Directions:
How many lines in the listing below include the word "claw"? Reply with the count alone.

Record excerpts:
==========
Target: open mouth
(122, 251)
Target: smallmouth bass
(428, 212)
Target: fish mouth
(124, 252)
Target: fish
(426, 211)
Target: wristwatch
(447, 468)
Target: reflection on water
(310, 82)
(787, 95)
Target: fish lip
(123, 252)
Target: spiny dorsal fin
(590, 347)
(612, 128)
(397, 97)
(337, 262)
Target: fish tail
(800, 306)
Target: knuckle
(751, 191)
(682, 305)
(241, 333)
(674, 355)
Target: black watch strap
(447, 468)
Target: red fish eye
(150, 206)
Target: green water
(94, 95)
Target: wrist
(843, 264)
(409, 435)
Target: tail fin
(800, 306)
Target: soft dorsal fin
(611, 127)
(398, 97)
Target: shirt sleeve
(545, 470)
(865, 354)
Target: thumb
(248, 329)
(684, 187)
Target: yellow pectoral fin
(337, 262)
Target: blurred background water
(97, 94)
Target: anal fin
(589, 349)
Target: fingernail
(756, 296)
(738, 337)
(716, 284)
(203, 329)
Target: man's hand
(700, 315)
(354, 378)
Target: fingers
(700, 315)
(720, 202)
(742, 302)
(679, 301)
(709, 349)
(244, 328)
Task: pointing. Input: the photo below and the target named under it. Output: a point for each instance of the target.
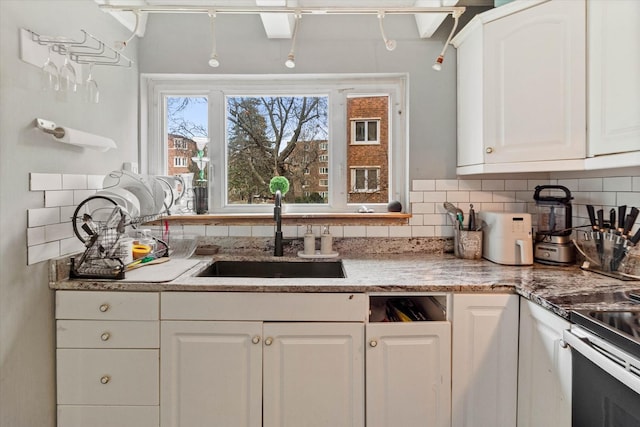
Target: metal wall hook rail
(89, 50)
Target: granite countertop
(556, 288)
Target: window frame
(153, 148)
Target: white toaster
(507, 237)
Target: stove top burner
(619, 327)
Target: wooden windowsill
(387, 218)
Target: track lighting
(440, 59)
(213, 58)
(389, 44)
(290, 62)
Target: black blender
(553, 232)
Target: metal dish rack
(99, 223)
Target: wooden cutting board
(162, 272)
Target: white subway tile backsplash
(43, 252)
(590, 184)
(35, 236)
(42, 216)
(70, 246)
(470, 184)
(74, 182)
(457, 196)
(435, 197)
(516, 184)
(94, 182)
(45, 181)
(447, 185)
(80, 195)
(492, 184)
(53, 232)
(54, 198)
(616, 183)
(628, 198)
(424, 185)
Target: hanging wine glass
(68, 81)
(50, 76)
(92, 92)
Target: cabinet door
(534, 93)
(211, 374)
(313, 375)
(408, 374)
(484, 360)
(544, 372)
(614, 76)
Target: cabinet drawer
(107, 377)
(301, 307)
(108, 416)
(107, 305)
(107, 334)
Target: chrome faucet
(277, 216)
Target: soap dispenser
(309, 241)
(326, 241)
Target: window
(335, 123)
(365, 131)
(365, 180)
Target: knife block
(467, 244)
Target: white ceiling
(280, 25)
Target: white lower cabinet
(544, 373)
(107, 359)
(484, 360)
(409, 374)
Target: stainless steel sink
(270, 269)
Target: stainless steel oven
(605, 349)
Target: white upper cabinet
(521, 96)
(614, 77)
(530, 74)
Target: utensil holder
(467, 244)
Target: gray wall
(27, 328)
(181, 43)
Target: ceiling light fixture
(213, 59)
(440, 59)
(290, 62)
(389, 44)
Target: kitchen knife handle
(592, 217)
(601, 219)
(622, 214)
(612, 219)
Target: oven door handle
(585, 348)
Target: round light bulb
(290, 63)
(390, 45)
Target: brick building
(367, 149)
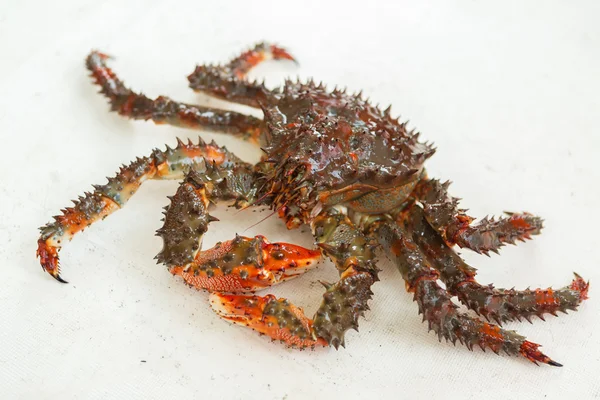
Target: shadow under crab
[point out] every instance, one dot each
(334, 162)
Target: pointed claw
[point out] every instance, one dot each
(58, 278)
(280, 53)
(530, 351)
(48, 255)
(276, 318)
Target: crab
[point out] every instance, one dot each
(333, 161)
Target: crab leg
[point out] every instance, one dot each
(454, 225)
(354, 256)
(438, 309)
(107, 198)
(497, 304)
(163, 110)
(228, 81)
(343, 302)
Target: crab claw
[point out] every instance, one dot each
(530, 351)
(276, 318)
(49, 259)
(246, 264)
(280, 53)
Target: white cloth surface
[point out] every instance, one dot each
(508, 92)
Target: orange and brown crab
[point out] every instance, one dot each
(332, 161)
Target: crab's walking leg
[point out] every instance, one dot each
(163, 110)
(454, 225)
(440, 312)
(245, 265)
(343, 302)
(228, 81)
(497, 304)
(107, 198)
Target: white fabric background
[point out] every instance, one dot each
(509, 94)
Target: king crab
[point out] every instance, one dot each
(332, 161)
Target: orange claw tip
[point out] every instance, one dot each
(280, 53)
(530, 351)
(290, 258)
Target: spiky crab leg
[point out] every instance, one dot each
(276, 318)
(228, 81)
(499, 305)
(438, 309)
(245, 265)
(163, 110)
(454, 225)
(107, 198)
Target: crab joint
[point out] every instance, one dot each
(276, 318)
(246, 264)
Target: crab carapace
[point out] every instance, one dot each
(336, 163)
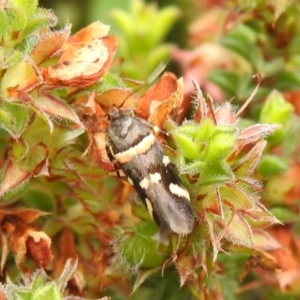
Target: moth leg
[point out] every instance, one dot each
(118, 171)
(155, 128)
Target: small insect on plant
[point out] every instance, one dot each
(133, 147)
(129, 145)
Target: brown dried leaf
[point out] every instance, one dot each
(262, 241)
(49, 45)
(87, 34)
(158, 92)
(256, 132)
(38, 247)
(24, 77)
(116, 97)
(18, 232)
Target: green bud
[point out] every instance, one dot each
(220, 146)
(271, 165)
(186, 146)
(276, 109)
(205, 130)
(139, 248)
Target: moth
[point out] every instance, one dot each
(132, 144)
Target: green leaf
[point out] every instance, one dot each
(50, 291)
(272, 165)
(3, 24)
(220, 146)
(186, 146)
(14, 118)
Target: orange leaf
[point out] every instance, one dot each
(82, 64)
(13, 177)
(157, 93)
(49, 45)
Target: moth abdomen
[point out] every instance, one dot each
(150, 171)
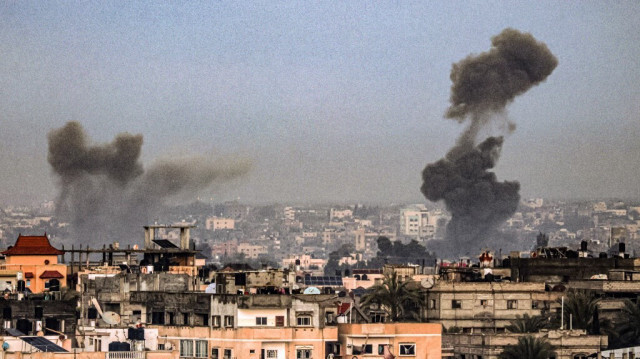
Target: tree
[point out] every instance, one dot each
(528, 347)
(527, 324)
(581, 307)
(395, 297)
(628, 328)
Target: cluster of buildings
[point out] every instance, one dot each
(181, 295)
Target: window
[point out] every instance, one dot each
(303, 353)
(201, 348)
(407, 349)
(377, 317)
(186, 348)
(157, 317)
(228, 320)
(304, 321)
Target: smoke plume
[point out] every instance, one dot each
(107, 195)
(482, 87)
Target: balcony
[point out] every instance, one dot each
(125, 355)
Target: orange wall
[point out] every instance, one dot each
(243, 340)
(36, 260)
(36, 284)
(426, 336)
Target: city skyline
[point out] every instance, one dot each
(331, 102)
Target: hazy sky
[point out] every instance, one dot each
(333, 101)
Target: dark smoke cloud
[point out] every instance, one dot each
(107, 195)
(477, 201)
(482, 87)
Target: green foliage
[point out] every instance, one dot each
(628, 327)
(396, 297)
(582, 307)
(527, 324)
(528, 347)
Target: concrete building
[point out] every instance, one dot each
(32, 263)
(568, 344)
(485, 307)
(217, 223)
(403, 340)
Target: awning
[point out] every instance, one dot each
(51, 274)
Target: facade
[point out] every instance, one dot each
(568, 344)
(485, 307)
(32, 263)
(218, 223)
(403, 340)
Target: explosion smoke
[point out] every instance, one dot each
(482, 87)
(107, 195)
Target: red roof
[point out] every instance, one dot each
(32, 245)
(343, 308)
(50, 274)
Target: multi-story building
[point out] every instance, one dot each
(479, 307)
(218, 223)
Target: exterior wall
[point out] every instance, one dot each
(486, 305)
(427, 338)
(489, 346)
(35, 265)
(247, 317)
(249, 342)
(31, 260)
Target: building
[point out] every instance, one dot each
(32, 263)
(568, 344)
(412, 340)
(486, 307)
(218, 223)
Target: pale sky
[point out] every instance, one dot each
(333, 101)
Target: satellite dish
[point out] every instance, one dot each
(427, 282)
(311, 290)
(111, 318)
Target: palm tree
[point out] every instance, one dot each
(396, 297)
(527, 324)
(628, 327)
(581, 307)
(528, 347)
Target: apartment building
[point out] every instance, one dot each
(479, 307)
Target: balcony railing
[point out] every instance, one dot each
(125, 355)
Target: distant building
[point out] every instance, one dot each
(218, 223)
(32, 263)
(339, 214)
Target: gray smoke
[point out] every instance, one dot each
(482, 87)
(107, 195)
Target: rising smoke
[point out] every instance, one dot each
(107, 195)
(482, 87)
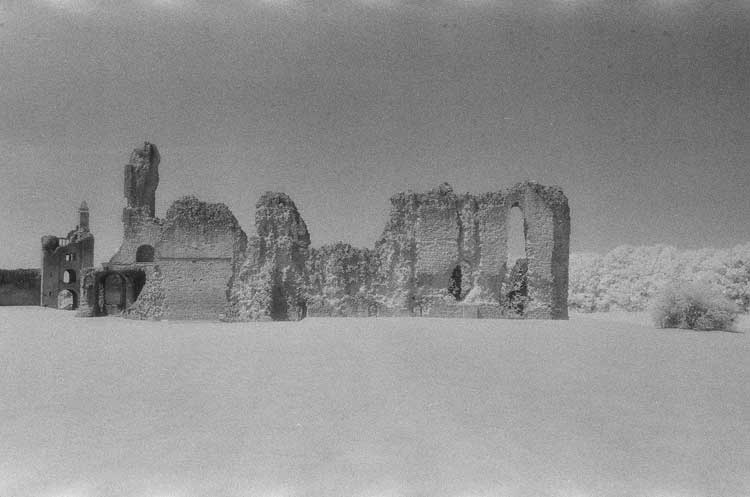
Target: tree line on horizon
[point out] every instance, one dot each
(630, 278)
==========
Task result:
3